(Data records)
------

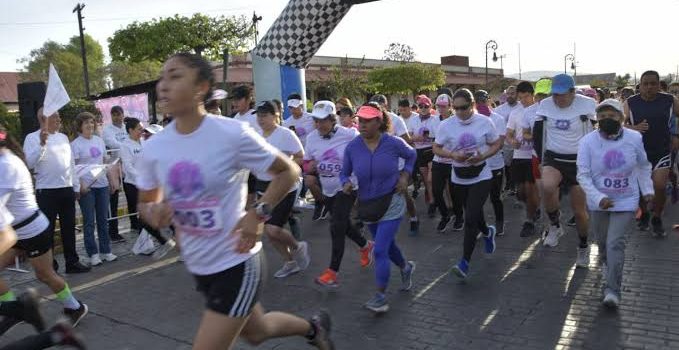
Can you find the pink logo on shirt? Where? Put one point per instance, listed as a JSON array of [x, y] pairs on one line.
[[185, 179]]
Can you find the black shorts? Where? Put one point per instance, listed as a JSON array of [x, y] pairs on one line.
[[35, 246], [565, 164], [522, 171], [233, 292], [424, 157]]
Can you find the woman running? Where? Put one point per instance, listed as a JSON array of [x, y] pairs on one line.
[[31, 227], [324, 156], [469, 139], [130, 151], [296, 254], [194, 174], [89, 149], [374, 159], [612, 170]]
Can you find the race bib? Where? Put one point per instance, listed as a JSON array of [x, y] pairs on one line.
[[201, 218]]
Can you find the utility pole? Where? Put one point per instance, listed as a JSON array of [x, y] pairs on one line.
[[78, 8]]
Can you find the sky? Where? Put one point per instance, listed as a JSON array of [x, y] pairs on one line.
[[603, 31]]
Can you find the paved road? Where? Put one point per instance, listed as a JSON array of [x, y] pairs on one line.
[[522, 297]]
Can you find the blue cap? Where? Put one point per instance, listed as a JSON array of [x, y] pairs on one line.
[[562, 83]]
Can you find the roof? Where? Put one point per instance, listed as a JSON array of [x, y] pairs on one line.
[[8, 87]]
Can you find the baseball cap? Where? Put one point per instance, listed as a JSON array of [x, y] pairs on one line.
[[543, 86], [323, 109], [562, 83], [612, 102]]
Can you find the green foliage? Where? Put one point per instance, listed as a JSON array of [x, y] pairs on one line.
[[405, 78], [68, 62], [157, 39]]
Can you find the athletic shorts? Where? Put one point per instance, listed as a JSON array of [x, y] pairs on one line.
[[522, 171], [233, 292], [563, 163], [35, 246], [424, 157]]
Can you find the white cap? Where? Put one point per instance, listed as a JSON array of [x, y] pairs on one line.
[[617, 105], [322, 109]]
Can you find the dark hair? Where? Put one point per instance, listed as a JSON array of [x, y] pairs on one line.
[[117, 110], [465, 94], [650, 73], [131, 123], [8, 141], [524, 87], [81, 118], [203, 67]]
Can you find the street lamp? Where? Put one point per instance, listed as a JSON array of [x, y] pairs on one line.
[[491, 44]]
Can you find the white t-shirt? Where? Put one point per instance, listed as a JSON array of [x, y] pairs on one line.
[[90, 152], [303, 125], [617, 169], [284, 140], [516, 121], [203, 175], [329, 157], [249, 117], [130, 151], [423, 127], [497, 161], [15, 180], [564, 127], [470, 136]]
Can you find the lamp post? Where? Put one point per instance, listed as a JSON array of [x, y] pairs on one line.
[[491, 44]]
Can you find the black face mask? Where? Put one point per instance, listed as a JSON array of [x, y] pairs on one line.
[[610, 127]]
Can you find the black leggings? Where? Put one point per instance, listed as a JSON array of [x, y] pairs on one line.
[[132, 195], [495, 191], [474, 196], [340, 225]]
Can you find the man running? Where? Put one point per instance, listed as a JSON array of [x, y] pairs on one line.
[[650, 112]]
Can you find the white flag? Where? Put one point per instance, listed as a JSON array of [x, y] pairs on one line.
[[56, 96]]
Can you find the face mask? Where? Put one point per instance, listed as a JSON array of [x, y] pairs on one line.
[[610, 127]]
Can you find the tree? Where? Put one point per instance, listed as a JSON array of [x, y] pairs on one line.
[[406, 78], [399, 52], [68, 62], [157, 39]]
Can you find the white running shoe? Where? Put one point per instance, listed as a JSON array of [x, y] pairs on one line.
[[288, 269], [552, 237]]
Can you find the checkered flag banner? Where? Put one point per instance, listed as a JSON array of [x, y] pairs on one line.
[[300, 30]]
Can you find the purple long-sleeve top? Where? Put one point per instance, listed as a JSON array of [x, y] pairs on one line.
[[377, 172]]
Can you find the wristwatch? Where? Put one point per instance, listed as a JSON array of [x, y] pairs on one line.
[[263, 210]]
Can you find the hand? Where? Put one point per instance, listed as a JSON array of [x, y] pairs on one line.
[[606, 203], [248, 228]]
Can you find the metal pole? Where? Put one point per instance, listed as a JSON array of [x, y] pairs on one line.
[[78, 8]]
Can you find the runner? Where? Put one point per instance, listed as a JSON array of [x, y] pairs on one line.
[[32, 229], [374, 159], [324, 155], [612, 169], [191, 173], [469, 139], [651, 112], [565, 117], [522, 164], [296, 254]]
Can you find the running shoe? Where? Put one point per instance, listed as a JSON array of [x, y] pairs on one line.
[[582, 260], [328, 278], [367, 256], [489, 240], [322, 325], [289, 268], [407, 276], [377, 304], [443, 224]]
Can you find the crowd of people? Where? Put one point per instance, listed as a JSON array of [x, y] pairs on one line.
[[212, 186]]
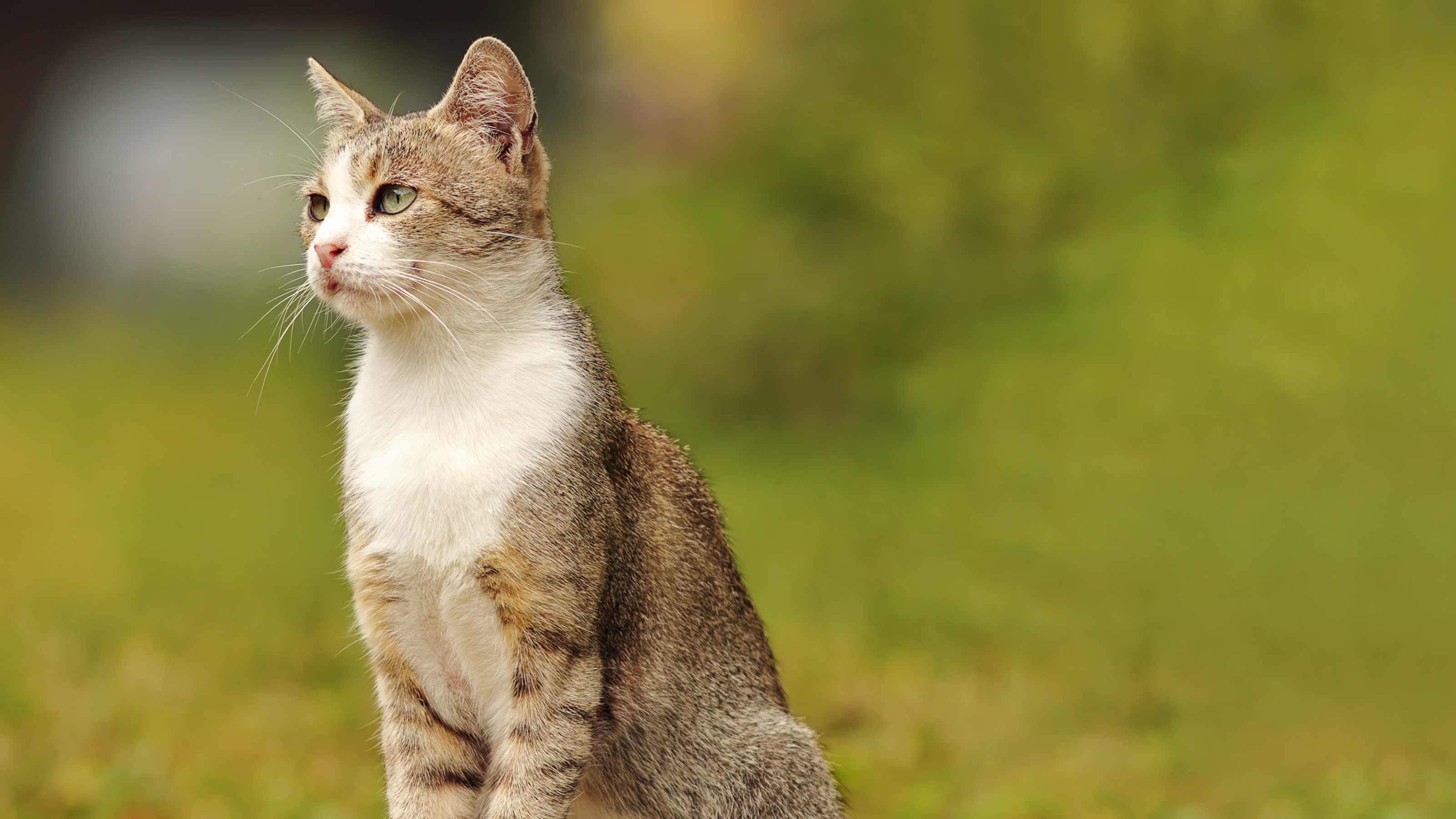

------

◆ **Work to be completed**:
The entries above are to be retyped exactly, with each picture left out.

◆ **Exercise answer**:
Can you find the pink logo on shirt? Where? Put one point per instance, listed as a JSON array of [x, y] pairs on one line.
[[185, 179]]
Can you find the black shorts? Where? Put one point per instance, listed as a JSON array of [x, y] pairs on one line.
[[35, 246], [565, 164], [522, 171], [233, 292], [424, 157]]
Can you find the woman running? Where? Put one point per instance, listed as a JSON array of [x, y] pairs on one line.
[[31, 227], [324, 156], [469, 139], [130, 151], [296, 254], [194, 174], [89, 149], [374, 159], [612, 170]]
Can you find the race bib? Where? Put one point per instance, listed as a JSON array of [x, y] pairs on one line.
[[201, 218]]
Can you find the utility pole? Where? Put one point per instance, listed as a JSON array of [x, y] pairs on one line.
[[78, 8]]
Can you find the sky? Where? Put one point per instance, listed as a JSON array of [x, y] pairs on one line.
[[603, 31]]
Can you find the paved road? Where? Put one point per instance, listed as a JSON array of [x, y] pairs on one line.
[[522, 297]]
Can you find the blue cap? Where? Put one point per instance, listed as a JSON array of [x, y] pairs on one line.
[[562, 83]]
Can you find the roof? Where? Put one point per instance, listed as a JSON array of [x, y] pairs on one line.
[[8, 87]]
Can you find the baseball cap? Where? Put one point per instance, listed as a JSON array of [x, y] pairs on one line.
[[543, 86], [323, 109], [562, 83], [612, 102]]
Can you find the green foliage? Where? Put one point per instance, listed as a JSON array of [x, y] pairs on one line.
[[405, 78], [68, 62], [157, 39]]
Can you find the athletic shorts? Where? Put one point per instance, listed as a JSON array of [x, y] pairs on one line.
[[522, 171], [233, 292], [563, 163], [35, 246], [424, 157]]
Can you find the white cap? Where? Put one point per instance, listed as a JSON array of [x, y] pairs on one line.
[[617, 105], [322, 109]]
Can you find the dark hair? Where? Put one point per instance, listed as a JSON array of [x, y] pairs on one line.
[[117, 110], [465, 94], [650, 73], [131, 123], [8, 141], [524, 87], [81, 118], [203, 67]]
Can you find the street lamp? Where? Put one point per instance, listed as a JSON array of [x, y] pairs on one line.
[[491, 44]]
Can you find the white t-shirt? Where? Put one point per instance, listed as a JSON array of [x, y] pairs on one line.
[[90, 152], [303, 125], [617, 169], [284, 140], [516, 121], [203, 175], [329, 157], [249, 117], [130, 151], [423, 127], [497, 161], [15, 180], [564, 127], [470, 136]]
Can you find the lamp post? Where? Put one point per instance, listed as a JSON array of [x, y] pairs on one line.
[[491, 44]]
Can you find the black face mask? Where? Put one point per instance, listed as a JSON array of [x, y] pairs on one line.
[[610, 127]]
Can you find the black leggings? Where? Put one point per instance, listed as a JSON array of [x, y] pairs on one line.
[[132, 195], [495, 191], [474, 196], [340, 225]]
Can you find the man running? Where? Put one point per instance, listed as a JSON array of [x, y] pairs on one line.
[[650, 112]]
Can you find the white flag? Where? Put one point per instance, listed as a JSON array of [x, y] pairs on one line.
[[56, 96]]
Can you find the face mask? Where? Put one point per instance, listed as a JSON array of [x, y] pairs on one line.
[[610, 127]]
Can you find the tree? Where? Put one point per instance, listed as a JSON array of [x, y] pairs on one line.
[[406, 78], [399, 52], [68, 62], [157, 39]]
Can you find the white running shoe? Where? Put one point per instance, listed as a JSON array of [x, y] pairs on one line.
[[288, 269], [552, 237]]
Can you find the checkered flag banner? Where? Put one point per instance, listed as a JSON array of [x, y] pairs on one line.
[[300, 30]]
Can you find the purple long-sleeve top? Where? Put one point per instance, listed as a JSON array of [x, y] pairs on one line.
[[377, 172]]
Can you find the wristwatch? Where? Put one point per instance, listed as a JSON array of [x, y] pairs on one line.
[[263, 210]]
Can you find the hand? Where? Put one point per instance, listed as a JSON array of [x, y] pairs on one line.
[[606, 203], [248, 228]]
Can you find the metal pole? Where? Put one point per instance, listed as a JSON array of [x, y] pairs on one line.
[[78, 8]]
Can you find the runner? Where? Put one point per instance, listed as a JSON array of [x, y] pairs on one line.
[[32, 229], [374, 159], [324, 155], [612, 169], [191, 173], [469, 139], [651, 112], [565, 117], [522, 164], [296, 254]]
Can you find the running shoe? Where? Put one point per instance, listed as a JSON array of [x, y] pairs on one line.
[[582, 260], [328, 278], [367, 256], [489, 240], [322, 325], [289, 268], [407, 276], [377, 304], [443, 224]]
Can you find the crowd of people? Where? Put one point per instance, listed as a JSON array of [x, y] pairs on one line.
[[212, 186]]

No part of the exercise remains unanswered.